= Exercise details =
Return every line of the items below that contains the word "island".

= Data extract =
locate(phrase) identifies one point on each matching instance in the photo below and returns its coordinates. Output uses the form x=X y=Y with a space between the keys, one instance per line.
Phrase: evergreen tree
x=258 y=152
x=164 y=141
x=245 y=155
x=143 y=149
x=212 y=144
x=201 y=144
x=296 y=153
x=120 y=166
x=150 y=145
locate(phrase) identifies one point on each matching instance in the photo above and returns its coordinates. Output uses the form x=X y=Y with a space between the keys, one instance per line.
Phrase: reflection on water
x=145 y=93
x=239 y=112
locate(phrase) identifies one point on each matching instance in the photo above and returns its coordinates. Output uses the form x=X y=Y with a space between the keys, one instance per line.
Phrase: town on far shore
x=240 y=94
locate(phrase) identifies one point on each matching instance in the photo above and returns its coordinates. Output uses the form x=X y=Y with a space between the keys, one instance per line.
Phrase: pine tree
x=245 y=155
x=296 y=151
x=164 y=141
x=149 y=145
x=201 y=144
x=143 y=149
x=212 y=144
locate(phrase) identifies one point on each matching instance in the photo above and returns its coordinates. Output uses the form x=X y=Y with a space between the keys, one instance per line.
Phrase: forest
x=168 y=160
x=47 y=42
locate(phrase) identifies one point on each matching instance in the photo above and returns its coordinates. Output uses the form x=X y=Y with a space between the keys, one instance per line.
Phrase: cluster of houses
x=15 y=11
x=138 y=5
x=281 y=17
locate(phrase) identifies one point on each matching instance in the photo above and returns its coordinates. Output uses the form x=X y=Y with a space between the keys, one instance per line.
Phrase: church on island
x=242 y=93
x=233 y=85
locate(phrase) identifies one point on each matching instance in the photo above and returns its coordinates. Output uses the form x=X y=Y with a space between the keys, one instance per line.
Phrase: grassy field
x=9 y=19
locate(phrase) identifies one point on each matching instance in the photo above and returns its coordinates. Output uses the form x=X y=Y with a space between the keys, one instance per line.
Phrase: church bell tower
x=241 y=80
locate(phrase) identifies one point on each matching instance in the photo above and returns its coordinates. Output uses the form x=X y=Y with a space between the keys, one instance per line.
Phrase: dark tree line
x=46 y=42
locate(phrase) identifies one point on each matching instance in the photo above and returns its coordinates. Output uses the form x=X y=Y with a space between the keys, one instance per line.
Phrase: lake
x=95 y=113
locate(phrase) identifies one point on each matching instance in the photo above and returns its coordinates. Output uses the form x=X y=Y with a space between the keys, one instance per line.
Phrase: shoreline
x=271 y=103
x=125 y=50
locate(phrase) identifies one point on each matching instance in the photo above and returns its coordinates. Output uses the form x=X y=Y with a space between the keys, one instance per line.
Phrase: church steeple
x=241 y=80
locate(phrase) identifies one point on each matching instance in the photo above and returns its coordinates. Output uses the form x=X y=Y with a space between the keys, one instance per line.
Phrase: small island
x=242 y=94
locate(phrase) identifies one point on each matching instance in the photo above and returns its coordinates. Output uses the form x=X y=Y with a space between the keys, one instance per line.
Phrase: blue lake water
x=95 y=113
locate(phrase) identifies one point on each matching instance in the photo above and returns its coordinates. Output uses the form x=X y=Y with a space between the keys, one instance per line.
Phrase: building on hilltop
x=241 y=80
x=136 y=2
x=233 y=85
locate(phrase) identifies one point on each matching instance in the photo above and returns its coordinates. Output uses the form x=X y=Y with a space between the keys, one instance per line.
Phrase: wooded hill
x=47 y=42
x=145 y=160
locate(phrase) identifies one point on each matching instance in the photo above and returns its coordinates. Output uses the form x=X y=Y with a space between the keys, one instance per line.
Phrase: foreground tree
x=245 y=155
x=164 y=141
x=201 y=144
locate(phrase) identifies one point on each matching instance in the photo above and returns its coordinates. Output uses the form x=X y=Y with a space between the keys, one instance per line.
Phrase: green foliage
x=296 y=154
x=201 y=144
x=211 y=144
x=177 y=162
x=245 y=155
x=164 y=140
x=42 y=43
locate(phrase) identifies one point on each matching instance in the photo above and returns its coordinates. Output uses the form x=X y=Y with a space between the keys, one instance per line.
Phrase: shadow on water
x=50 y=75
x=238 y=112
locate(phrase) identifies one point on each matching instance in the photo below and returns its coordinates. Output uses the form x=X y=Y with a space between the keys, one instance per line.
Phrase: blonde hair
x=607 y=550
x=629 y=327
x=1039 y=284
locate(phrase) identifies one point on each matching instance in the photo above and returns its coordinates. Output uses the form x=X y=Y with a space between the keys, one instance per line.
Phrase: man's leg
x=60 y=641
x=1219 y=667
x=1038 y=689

= Complete response =
Phrase: church on island
Phrase: small island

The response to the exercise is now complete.